■ **Task description**
Copy out the listing below word for word, leaving out the pictures.
##########
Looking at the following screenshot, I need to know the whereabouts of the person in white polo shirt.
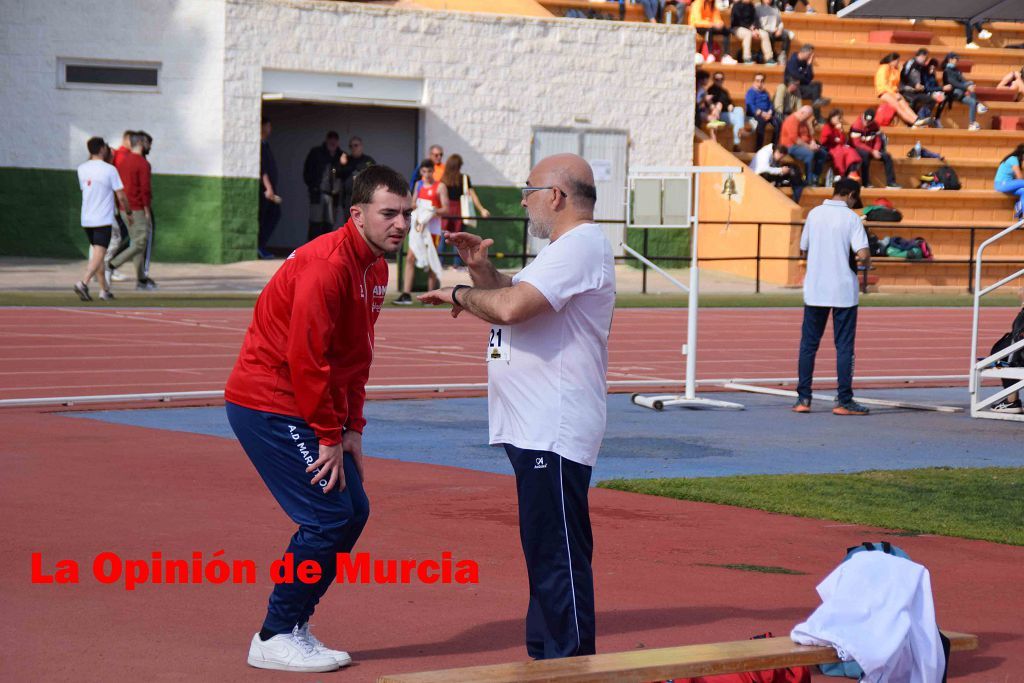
[419,155,615,659]
[74,137,131,301]
[793,178,870,415]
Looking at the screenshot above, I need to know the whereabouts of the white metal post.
[686,173,700,398]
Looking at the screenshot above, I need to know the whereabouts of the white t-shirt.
[487,223,615,466]
[78,159,124,227]
[800,200,867,308]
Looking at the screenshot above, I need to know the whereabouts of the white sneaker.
[292,622,352,667]
[246,633,338,673]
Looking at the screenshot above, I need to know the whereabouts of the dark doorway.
[263,101,419,253]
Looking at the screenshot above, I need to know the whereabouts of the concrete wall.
[224,0,694,185]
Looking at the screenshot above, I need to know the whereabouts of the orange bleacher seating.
[867,30,932,45]
[992,116,1024,130]
[974,85,1017,102]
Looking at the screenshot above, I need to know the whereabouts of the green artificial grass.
[598,467,1024,546]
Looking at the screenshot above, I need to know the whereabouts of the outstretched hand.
[416,288,464,317]
[444,232,495,268]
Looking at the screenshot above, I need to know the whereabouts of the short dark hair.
[568,178,597,210]
[833,178,860,197]
[85,137,106,157]
[352,166,412,204]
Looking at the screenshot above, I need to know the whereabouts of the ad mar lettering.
[32,550,480,591]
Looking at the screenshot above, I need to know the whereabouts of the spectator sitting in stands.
[755,0,791,67]
[743,74,774,154]
[732,0,775,65]
[696,69,725,128]
[942,52,988,130]
[772,79,801,121]
[899,47,945,118]
[780,0,814,14]
[850,110,899,189]
[995,68,1024,100]
[751,144,804,204]
[778,104,828,186]
[925,57,953,128]
[874,52,932,128]
[993,144,1024,219]
[708,72,746,152]
[957,22,992,50]
[689,0,736,65]
[784,43,831,121]
[820,110,861,182]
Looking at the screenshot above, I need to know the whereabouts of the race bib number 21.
[487,325,512,362]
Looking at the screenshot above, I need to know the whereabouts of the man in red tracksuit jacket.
[224,166,413,672]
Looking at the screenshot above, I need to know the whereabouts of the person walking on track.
[224,166,413,672]
[793,178,870,415]
[419,155,615,659]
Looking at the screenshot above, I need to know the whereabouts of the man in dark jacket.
[302,130,348,242]
[899,47,944,118]
[732,0,775,65]
[784,43,831,122]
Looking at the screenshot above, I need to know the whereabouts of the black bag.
[867,206,903,223]
[932,166,963,189]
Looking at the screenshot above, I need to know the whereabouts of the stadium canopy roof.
[839,0,1024,22]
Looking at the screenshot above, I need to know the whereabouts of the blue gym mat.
[65,388,1024,481]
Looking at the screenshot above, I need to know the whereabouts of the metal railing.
[409,216,1024,294]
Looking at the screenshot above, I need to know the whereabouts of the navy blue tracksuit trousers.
[503,443,595,659]
[225,401,370,634]
[797,306,857,403]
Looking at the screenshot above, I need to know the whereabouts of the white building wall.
[224,0,694,185]
[0,0,226,176]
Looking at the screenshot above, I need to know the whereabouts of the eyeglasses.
[520,185,568,200]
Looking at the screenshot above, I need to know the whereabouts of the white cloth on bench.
[790,552,945,683]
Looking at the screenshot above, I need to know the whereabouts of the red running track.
[0,308,1014,399]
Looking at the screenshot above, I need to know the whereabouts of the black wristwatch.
[452,285,473,306]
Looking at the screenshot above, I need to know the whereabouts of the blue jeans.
[224,401,370,634]
[503,443,596,659]
[995,180,1024,198]
[790,142,828,185]
[797,306,857,403]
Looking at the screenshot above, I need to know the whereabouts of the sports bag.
[932,166,963,189]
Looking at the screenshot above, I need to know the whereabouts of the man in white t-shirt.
[793,178,870,415]
[74,137,131,301]
[419,155,615,659]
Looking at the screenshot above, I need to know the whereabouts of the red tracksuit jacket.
[224,220,388,445]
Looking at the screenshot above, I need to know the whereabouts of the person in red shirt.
[110,132,153,290]
[821,110,860,182]
[224,166,413,672]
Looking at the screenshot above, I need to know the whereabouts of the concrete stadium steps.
[800,187,1014,225]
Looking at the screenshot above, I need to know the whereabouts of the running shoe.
[833,400,870,415]
[74,282,92,301]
##########
■ **Reply to the task**
Looking at the following screenshot, I need to know the whereabouts of the person in white polo shirt.
[419,155,615,659]
[74,137,131,301]
[793,178,870,415]
Looking at the screenshot above, I need to know the whereabouts of the white metal post.
[686,173,700,398]
Looking at the screenshot above, I need to know the whereabouts of the white t-shirt.
[487,223,615,466]
[78,159,124,227]
[800,200,867,308]
Looking at the screenshot above, I need to know the whereabouts of the white sneaker.
[292,622,352,667]
[246,633,338,673]
Looking at the screenshot above, I need to know the whereabouts of the dark doorway.
[263,101,419,253]
Looking at the screenshot above, I need to know the whereabouts of the concrete wall.
[224,0,694,185]
Looking at the screenshot above, I need to know the whereabouts of the orange bleacher seating.
[867,30,932,45]
[992,116,1024,130]
[974,85,1017,102]
Looking at the screenshot above, I need to know the whereabouts of the green artificial grass.
[598,467,1024,546]
Looking at the screenshot above, I need to know the whereabouts of the outstretched hand.
[416,288,464,317]
[444,232,495,268]
Looking at the screenshot above, I need to know the whereabouts of the short dark hair.
[568,178,597,210]
[833,178,860,197]
[85,137,106,157]
[352,166,412,204]
Looking at the screenshot above, I need to know the whereabouts of the ad mar lettering.
[32,550,480,591]
Looking at the screenshot above, I need to know the whereabouts of the spectator sitting in stands.
[755,0,791,67]
[743,74,774,154]
[732,0,775,65]
[696,69,725,128]
[942,52,988,130]
[772,79,801,121]
[899,47,945,118]
[780,0,814,14]
[850,110,899,189]
[995,68,1024,100]
[751,144,804,204]
[778,104,828,186]
[925,57,953,128]
[874,52,932,128]
[993,144,1024,219]
[708,72,746,152]
[957,22,992,50]
[689,0,736,65]
[784,43,831,121]
[820,110,861,182]
Looking at the screenshot above, I need to know the whereabouts of the race bib number 21.
[487,325,512,362]
Looking at the screenshot above, I need to know the whereabouts of the man in red tracksuit jacket.
[224,166,413,672]
Looking at the screenshot above, I need to know the whereabouts of the person walking on track.
[224,166,413,672]
[793,178,870,415]
[419,155,615,659]
Looking at the screenshot above, I need to know the whereabouts of the man in dark jacket.
[302,130,348,242]
[899,47,944,118]
[732,0,775,65]
[784,43,831,122]
Looking at the screenshot above, I need to know the whereabouts of the black bag.
[867,206,903,223]
[932,166,963,189]
Looking at the screenshot above, I need to know the whereabouts of the stadium canopy roof.
[839,0,1024,22]
Looking at the screenshot above, I need to know the whereabouts of the blue gym mat.
[65,388,1024,481]
Looking at the screenshot above, I need to know the whereabouts of the metal railing.
[409,216,1024,294]
Looking at the screenshot above, I need to know the whereabouts of the navy blue tracksuit trousers.
[503,443,595,659]
[225,401,370,634]
[797,306,857,403]
Looking at the screenshot above, I need to know the whereabouts of the white building wall.
[224,0,694,185]
[0,0,226,176]
Looking at the screenshot above, I need to know the whereabouts of the eyeglasses.
[520,185,568,200]
Looking at the screenshot above, I need to know the whereabouts of the white cloth on bench.
[790,552,945,683]
Looking at the screenshot above, I need to know the whereabouts of the red running track.
[0,308,1014,399]
Looking at the screenshot above, I need to know the whereabouts of the black wristwatch.
[452,285,473,306]
Looking at the screenshot above, I need to know the whereabouts of the blue jeans.
[224,401,370,634]
[503,443,596,659]
[995,180,1024,198]
[790,142,828,185]
[797,306,857,403]
Looking at the screenshot above, I need to know the whereabouts of the sports bag.
[932,166,963,189]
Looking at the screenshot above, I need to know the whereabouts of the man in white t-shirt.
[793,178,870,415]
[74,137,131,301]
[419,155,615,659]
Looking at the screenshot above, I need to know the whereabouts of the red tracksuit jacket.
[224,220,388,445]
Looking at the screenshot above, I need to know the whereabouts of the person in red shirt.
[110,132,153,290]
[821,110,860,182]
[224,166,413,672]
Looking at the screenshot above, I need to know the whereabouts of the concrete stadium steps.
[800,187,1014,225]
Looking at the screenshot above, I need to know the whereabouts of the running shoe.
[833,400,870,415]
[74,282,92,301]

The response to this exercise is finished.